** EXERCISE REQUIREMENTS **
#1 Rewrite the part of the Gunpowder plot passage that opens with the words containing "Therefore is our" and closes with "anything to tell.", putting "Investigation" in place of "Inquiry".
#2 In the Gunpowder plot passage, what kind of sense of duty would have led one of the nine conspirators to keep his share in the deed hidden out of "a point of honour"?

** DOCUMENT PASSAGE **
Hence, from the silence of one and all of the survivors— a silence as unbroken as that of the grave— we can, it stands to reason, draw but this one conclusion, namely, that the nine surviving Gunpowder conspirators were stayed and restrained by the omnipotence of the impossible from declaring that anyone of them had saved his King and Parliament.

Hence, by consequence, the revealing conspirator must be found amongst that small band of four who survived not to tell the tale.

Therefore is our Inquiry reduced to within a narrow compass, a fact which simplifies our task unspeakably.

If it be objected that “a point of honour” may have stayed and restrained one of the nine conspirators from “discovering” or revealing his share in the laudable deed, it is demonstrable that it would be a false, not a true, sense of duty that prompted such an unrighteous step.

For the revealing plotter, whoever he was, had duties to his kinsfolk as well as to himself, and, indeed, to his Country, to Humanity at large, and also to his Church, which ought, in justice, to have actuated— and it is reasonable to believe would have assuredly actuated— a disclosure of the truth respecting the facts of the revelation.

But I hold that the nine conspirators told nothing as to the origin of this Letter of Letters, because they had none of them, anything to tell.

Records of labeled boxes
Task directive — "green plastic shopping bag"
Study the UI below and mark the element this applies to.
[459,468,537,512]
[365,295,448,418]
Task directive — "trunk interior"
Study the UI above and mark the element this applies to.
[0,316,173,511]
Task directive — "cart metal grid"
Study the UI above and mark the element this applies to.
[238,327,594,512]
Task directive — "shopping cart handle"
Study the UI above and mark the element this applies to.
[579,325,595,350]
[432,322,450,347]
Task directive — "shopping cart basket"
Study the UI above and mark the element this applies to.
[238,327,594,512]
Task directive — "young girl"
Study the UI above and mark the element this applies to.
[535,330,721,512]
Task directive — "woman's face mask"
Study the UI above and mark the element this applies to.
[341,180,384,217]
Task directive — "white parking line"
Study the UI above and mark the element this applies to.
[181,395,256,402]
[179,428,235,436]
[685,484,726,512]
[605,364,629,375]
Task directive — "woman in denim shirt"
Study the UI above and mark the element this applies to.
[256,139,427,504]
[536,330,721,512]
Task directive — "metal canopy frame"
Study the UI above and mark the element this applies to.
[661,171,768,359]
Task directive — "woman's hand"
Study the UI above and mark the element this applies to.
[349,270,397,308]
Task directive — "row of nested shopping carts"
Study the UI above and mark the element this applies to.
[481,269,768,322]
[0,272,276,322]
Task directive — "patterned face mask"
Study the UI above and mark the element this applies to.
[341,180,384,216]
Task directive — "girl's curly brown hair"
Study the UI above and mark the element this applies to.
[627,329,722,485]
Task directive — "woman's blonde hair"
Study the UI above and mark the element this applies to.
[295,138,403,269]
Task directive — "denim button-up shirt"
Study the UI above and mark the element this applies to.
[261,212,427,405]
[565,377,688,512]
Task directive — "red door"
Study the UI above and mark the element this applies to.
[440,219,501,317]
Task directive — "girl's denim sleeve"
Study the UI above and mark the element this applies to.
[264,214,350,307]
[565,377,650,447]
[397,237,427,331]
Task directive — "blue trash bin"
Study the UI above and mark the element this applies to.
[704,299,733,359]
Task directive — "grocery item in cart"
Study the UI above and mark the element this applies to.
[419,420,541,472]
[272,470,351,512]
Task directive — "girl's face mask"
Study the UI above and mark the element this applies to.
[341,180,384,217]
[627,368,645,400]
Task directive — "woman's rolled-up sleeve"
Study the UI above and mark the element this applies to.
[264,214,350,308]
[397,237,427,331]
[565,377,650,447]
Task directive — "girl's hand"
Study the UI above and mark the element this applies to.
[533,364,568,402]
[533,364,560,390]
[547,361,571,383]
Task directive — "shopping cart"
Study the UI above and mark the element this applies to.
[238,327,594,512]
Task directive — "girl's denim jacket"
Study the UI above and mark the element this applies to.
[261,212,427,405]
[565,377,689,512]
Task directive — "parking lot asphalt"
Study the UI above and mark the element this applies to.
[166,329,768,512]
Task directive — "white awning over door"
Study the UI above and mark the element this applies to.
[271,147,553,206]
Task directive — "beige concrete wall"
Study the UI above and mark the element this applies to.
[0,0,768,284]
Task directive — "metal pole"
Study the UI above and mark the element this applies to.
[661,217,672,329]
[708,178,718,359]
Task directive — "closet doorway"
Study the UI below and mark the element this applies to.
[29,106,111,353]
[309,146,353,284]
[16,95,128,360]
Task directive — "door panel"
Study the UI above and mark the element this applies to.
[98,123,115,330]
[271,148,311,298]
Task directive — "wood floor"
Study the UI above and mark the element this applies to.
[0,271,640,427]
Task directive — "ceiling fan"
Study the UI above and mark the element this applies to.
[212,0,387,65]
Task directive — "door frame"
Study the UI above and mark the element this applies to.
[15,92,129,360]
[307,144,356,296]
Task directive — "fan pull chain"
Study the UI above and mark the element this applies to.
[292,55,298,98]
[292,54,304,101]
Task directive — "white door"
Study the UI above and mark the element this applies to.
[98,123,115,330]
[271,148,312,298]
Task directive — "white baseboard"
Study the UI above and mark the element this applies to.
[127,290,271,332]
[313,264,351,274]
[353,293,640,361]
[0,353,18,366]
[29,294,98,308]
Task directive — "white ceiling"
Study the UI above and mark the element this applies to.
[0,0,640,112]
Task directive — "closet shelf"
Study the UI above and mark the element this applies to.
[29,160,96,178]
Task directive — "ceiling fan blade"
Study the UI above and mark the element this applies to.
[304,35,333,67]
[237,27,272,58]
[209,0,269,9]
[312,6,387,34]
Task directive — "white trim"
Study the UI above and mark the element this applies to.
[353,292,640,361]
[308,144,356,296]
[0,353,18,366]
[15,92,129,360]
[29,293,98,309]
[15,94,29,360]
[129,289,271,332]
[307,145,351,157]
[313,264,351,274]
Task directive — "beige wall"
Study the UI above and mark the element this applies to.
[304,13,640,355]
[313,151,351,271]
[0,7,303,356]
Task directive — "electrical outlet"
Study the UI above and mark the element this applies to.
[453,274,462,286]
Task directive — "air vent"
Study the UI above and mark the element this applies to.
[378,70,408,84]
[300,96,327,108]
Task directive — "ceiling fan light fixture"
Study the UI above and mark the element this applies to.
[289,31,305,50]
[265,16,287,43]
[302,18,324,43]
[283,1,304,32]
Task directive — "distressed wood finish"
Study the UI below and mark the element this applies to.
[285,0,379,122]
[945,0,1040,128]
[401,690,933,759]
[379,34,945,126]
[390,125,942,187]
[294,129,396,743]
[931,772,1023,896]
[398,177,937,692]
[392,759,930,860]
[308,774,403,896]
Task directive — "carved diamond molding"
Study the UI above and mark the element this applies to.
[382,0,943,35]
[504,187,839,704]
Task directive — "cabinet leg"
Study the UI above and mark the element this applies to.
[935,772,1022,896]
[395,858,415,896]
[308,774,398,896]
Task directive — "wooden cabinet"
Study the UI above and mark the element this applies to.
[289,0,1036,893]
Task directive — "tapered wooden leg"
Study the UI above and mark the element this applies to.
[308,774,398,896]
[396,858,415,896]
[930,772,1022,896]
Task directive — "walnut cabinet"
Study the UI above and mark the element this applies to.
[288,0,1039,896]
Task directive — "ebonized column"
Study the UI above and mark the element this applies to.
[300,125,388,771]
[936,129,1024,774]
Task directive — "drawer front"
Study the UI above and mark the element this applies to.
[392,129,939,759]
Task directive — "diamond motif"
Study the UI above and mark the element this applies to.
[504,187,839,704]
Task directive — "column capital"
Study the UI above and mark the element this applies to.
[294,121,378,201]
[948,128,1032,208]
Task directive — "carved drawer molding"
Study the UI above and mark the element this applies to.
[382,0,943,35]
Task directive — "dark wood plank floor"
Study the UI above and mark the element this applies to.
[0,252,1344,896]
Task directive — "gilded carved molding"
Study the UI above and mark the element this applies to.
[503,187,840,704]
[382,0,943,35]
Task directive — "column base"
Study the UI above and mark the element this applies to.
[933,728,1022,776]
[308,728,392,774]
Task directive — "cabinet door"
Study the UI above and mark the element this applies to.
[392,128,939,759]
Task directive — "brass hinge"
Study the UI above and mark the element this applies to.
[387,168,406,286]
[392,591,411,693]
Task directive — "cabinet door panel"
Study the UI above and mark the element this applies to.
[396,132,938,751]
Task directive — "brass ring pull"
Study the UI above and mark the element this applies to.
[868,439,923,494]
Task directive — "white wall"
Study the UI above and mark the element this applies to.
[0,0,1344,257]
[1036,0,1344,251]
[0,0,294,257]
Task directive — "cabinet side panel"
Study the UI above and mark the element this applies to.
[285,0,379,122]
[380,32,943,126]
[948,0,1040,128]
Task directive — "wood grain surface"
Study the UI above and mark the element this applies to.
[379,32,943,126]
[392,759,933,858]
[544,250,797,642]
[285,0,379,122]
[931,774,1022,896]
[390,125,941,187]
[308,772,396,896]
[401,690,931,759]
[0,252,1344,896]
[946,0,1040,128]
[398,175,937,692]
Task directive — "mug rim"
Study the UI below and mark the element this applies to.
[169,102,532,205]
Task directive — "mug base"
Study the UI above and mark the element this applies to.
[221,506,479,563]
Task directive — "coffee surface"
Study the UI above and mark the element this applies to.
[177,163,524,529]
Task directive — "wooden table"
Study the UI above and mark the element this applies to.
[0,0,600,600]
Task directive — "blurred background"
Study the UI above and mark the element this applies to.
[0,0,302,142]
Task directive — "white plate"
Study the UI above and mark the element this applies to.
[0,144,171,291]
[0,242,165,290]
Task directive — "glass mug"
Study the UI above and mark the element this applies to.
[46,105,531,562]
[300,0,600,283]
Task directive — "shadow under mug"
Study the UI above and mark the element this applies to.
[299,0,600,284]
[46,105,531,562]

** FINAL ANSWERS **
#1
Therefore is our Investigation reduced to within a narrow compass, a fact which simplifies our task unspeakably.

If it be objected that “a point of honour” may have stayed and restrained one of the nine conspirators from “discovering” or revealing his share in the laudable deed, it is demonstrable that it would be a false, not a true, sense of duty that prompted such an unrighteous step.

For the revealing plotter, whoever he was, had duties to his kinsfolk as well as to himself, and, indeed, to his Country, to Humanity at large, and also to his Church, which ought, in justice, to have actuated— and it is reasonable to believe would have assuredly actuated— a disclosure of the truth respecting the facts of the revelation.

But I hold that the nine conspirators told nothing as to the origin of this Letter of Letters, because they had none of them, anything to tell.

#2 A false, not a true, sense of duty.